## Problem to work on
Every line of the material below must be repeated exactly.

## Record excerpts
start
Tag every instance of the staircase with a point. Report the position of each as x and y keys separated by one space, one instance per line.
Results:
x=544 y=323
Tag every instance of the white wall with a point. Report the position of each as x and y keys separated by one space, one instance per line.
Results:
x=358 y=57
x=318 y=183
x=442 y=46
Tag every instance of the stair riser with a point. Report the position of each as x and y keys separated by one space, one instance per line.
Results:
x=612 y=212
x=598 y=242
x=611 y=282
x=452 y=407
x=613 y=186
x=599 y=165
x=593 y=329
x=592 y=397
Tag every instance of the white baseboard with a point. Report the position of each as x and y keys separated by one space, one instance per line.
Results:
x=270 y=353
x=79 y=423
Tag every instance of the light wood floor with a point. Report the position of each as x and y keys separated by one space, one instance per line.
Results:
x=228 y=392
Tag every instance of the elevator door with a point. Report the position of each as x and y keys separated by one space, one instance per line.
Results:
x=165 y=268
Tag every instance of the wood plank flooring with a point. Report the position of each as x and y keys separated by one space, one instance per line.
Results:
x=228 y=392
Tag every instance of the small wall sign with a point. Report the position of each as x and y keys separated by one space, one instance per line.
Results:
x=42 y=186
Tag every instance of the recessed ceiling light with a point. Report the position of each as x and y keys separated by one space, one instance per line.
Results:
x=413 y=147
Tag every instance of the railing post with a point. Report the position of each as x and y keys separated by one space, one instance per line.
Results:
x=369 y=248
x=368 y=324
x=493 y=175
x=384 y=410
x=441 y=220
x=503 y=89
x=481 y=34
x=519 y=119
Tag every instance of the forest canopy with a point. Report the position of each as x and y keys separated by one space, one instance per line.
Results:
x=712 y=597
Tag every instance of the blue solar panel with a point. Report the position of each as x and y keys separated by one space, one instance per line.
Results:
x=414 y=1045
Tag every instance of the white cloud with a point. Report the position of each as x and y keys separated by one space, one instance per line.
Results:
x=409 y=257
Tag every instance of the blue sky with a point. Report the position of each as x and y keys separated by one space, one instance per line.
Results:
end
## Full response
Tag every instance of the staircase with a point. Report the position of each as x and y keys separated by one space, one instance per line.
Results:
x=544 y=323
Tag every instance of the white wall with a point. Report the position of each as x and y keys separated by one space, one instance per line.
Results:
x=358 y=57
x=318 y=183
x=442 y=46
Tag every instance of the stair riser with a point. Report the position of each as x and y keys separated by one space, one instance per line.
Results:
x=612 y=212
x=598 y=242
x=611 y=282
x=452 y=407
x=613 y=186
x=599 y=165
x=593 y=329
x=592 y=397
Tag every instance of the white baseboard with a point. Report the position of each as x and y keys separated by one space, one instance per line.
Results:
x=270 y=353
x=79 y=423
Tag every instance of the light wood floor with a point. Report the position of each as x and y keys separated by one space, one instance per line.
Results:
x=228 y=392
Tag every instance of the elevator door with a point. Report the position of each as x and y keys separated by one space, one instance per line.
Results:
x=165 y=268
Tag every instance of the wood plank flooring with a point. Report the position of each as x and y keys separated by one space, one instance per line.
Results:
x=228 y=392
Tag every instance of the small wall sign with a point. Report the position of each as x and y keys separated by one space, one instance per line.
Results:
x=42 y=186
Tag every instance of the recessed ceiling light with a point. Report the position of each as x and y keys separated by one space, one instance per line.
Results:
x=413 y=147
Tag every instance of the railing post with a point. Report the position of each as x and y keys separated by one space, one instance per line.
Results:
x=369 y=248
x=368 y=324
x=493 y=175
x=384 y=410
x=441 y=220
x=503 y=89
x=481 y=34
x=519 y=119
Tag every instance of the forest canopy with a point. Report the position of each as x and y keys separated by one space, one instance per line.
Results:
x=712 y=597
Tag every instance of the blue solar panel with a point. Report the position of each as x and y keys separated by one space, one instance per line.
Results:
x=414 y=1045
Tag every instance of the white cloud with a point. Report the position of each as x and y keys separated by one space, one instance per line.
Results:
x=409 y=257
Tag every instance of the blue sky with a point. Report the position of each as x and y keys separated by one space, one instance per line.
Results:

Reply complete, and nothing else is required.